• **Task directions**: Continue the article about sports journalism in GW's School of Media and Public Affairs, starting after its final sentence.

• **Supplied passage**:
• • • • • • •

GW may not have a football team, but it’s not stopping students from reporting on the sidelines.
One professor in the School of Media and Public Affairs has begun integrating sports journalism into her classes as faculty have seen an increase in demand from students.
Giving students more opportunities to practice sports journalism within the school could help SMPA compete with other journalism programs that have strong sports reporting classes, such as Syracuse University and the University of Maryland.
Imani Cheers, an assistant professor in SMPA, said she would like GW to offer a degree in sports journalism, but for now, she’s providing opportunities through her existing classes.
“I’m a huge sports fan and I’ve had experience as a sports journalist, so I’m looking forward to not only sharing some of my knowledge in the field with students, but to just offer them a wider variety of options,” she said.
Kim Gross, SMPA’s associate director, said the only sports journalism courses taught at SMPA are those occasionally offered through its specialized reporting course, which focuses on journalism in certain fields such as business or medicine.
“At this time, we do not have any plan to start a sports journalism program or degree,” Gross said. “We also don’t have specific plans for a permanent sports journalism class in the new curriculum.”
In the meantime, Cheers has offered aspiring SportsCenter hosts and Sports Illustrated writers the chance to cover games in the D.C. area for her classes.

• • • • • • •

• **Records provided**:
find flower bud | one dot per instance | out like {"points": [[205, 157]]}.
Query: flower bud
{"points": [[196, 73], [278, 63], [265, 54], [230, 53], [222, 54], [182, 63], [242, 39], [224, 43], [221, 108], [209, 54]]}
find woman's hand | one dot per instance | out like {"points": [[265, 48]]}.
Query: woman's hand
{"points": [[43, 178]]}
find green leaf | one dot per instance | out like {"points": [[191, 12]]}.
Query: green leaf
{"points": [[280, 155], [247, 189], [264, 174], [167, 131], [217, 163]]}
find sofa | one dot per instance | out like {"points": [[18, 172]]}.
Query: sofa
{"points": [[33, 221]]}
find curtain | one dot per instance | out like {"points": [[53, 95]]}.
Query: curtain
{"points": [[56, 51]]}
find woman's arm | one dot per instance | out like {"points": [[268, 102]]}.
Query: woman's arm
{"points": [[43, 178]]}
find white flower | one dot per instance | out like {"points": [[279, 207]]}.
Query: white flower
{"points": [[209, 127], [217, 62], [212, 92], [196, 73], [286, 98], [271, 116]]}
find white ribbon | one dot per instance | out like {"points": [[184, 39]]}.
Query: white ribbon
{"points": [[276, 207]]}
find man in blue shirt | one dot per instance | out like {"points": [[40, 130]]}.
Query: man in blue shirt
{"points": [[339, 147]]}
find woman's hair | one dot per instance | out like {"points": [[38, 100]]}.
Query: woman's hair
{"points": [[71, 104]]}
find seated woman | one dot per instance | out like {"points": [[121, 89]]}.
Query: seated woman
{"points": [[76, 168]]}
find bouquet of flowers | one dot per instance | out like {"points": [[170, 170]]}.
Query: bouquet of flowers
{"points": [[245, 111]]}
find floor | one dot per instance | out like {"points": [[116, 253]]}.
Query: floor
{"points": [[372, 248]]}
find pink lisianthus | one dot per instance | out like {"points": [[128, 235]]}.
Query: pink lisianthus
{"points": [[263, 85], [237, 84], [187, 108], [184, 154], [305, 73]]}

• • • • • • •

• **Exercise response**:
“Here at SMPA, we really try to listen to the feedback that students give us about the program and about the department offerings,” Cheers said. “Over the years, students have expressed interest about sports journalism, and we’ve heard the cries. We’ve heard the feedback.”
Students in Cheers’ online journalism workshop course have gone to a D.C. United game, Washington Capitals game and Washington Wizards practice. Cheers had tried to bring a group of students to cover the World Cup in Brazil this summer, but two people short of her enrollment goal, the trip was canceled.
Ben Remaly, a sophomore majoring in journalism, wrote a piece about Derek Jeter in his introduction to news writing and reporting class last year, and filmed a D.C. United game for his digital media class with Cheers.
“I do not think a sports journalism class is necessary to be a sports journalist, but I think connecting students and teachers that have a common interest in covering sports and really working with students that can give specialized feedback could be helpful,” Remaly said.
Matthew Seedorff, a reporter and anchor for the K2 ABC news team in Wyoming, graduated from SMPA last spring and said he wished the school had less of an emphasis on political journalism.
“While I was a student, I was always very frustrated that SMPA did not offer a broader range of journalism courses, especially since our rival school Maryland has such an impressive sports journalism program,” Seedroff said.
George Solomon, the director of the Shirley Povich Center for Sports Journalism at the University of Maryland, said his program tries to give students interested in covering sports a boost when looking to break into the industry.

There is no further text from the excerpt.